(Stored items from a collection)
· · · · · · ·

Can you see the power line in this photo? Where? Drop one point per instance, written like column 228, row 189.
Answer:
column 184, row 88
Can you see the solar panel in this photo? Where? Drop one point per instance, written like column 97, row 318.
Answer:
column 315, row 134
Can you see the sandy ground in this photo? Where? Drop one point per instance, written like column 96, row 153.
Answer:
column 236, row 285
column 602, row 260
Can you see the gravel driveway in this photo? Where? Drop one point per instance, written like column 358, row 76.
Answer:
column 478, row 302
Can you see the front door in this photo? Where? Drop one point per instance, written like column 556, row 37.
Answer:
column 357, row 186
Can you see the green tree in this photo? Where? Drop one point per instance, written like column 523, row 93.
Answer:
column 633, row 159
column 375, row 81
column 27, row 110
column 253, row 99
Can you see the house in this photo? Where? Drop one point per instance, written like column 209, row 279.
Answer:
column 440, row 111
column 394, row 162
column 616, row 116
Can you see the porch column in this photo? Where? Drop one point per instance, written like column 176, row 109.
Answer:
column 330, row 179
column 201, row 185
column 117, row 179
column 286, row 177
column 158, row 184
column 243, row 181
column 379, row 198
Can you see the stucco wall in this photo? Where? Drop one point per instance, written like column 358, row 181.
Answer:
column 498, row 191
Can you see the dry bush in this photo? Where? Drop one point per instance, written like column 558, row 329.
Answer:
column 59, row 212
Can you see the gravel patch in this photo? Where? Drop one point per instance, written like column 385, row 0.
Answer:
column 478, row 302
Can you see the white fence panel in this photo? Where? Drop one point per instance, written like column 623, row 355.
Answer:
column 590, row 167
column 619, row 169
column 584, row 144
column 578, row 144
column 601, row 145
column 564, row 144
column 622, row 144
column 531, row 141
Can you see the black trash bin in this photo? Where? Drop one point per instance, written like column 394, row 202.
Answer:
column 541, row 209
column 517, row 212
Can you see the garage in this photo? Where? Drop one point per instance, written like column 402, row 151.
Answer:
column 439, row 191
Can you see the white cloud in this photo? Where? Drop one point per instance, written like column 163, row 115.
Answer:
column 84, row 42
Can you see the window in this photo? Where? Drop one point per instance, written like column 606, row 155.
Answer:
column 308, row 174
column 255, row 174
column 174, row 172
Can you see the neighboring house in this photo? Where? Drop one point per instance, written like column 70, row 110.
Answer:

· · · · · · ·

Given request:
Repeat, exactly and only, the lines above from the one containing "Can you see the white fence" through the end of the material.

Result for this task:
Can you see the white fence panel in this photo? Where? Drop one point per instance, written like column 623, row 355.
Answer:
column 590, row 167
column 619, row 169
column 584, row 144
column 578, row 144
column 601, row 145
column 564, row 144
column 622, row 144
column 531, row 141
Can you see the black trash bin in this photo? Where? Drop one point per instance, written like column 394, row 202.
Answer:
column 541, row 209
column 517, row 212
Can you see the garage in this photo? Where? Drop one point per instance, written like column 402, row 151.
Answer:
column 439, row 191
Can you see the white cloud in this photo? Where? Drop one point per instance, written like column 163, row 115.
Answer:
column 84, row 42
Can you see the window in this photo? Where? Drop one point per instance, written like column 606, row 155.
Answer:
column 308, row 174
column 255, row 174
column 174, row 172
Can you see the neighboring house in this photo? Where? Drop one point per instance, written like column 70, row 110.
Answer:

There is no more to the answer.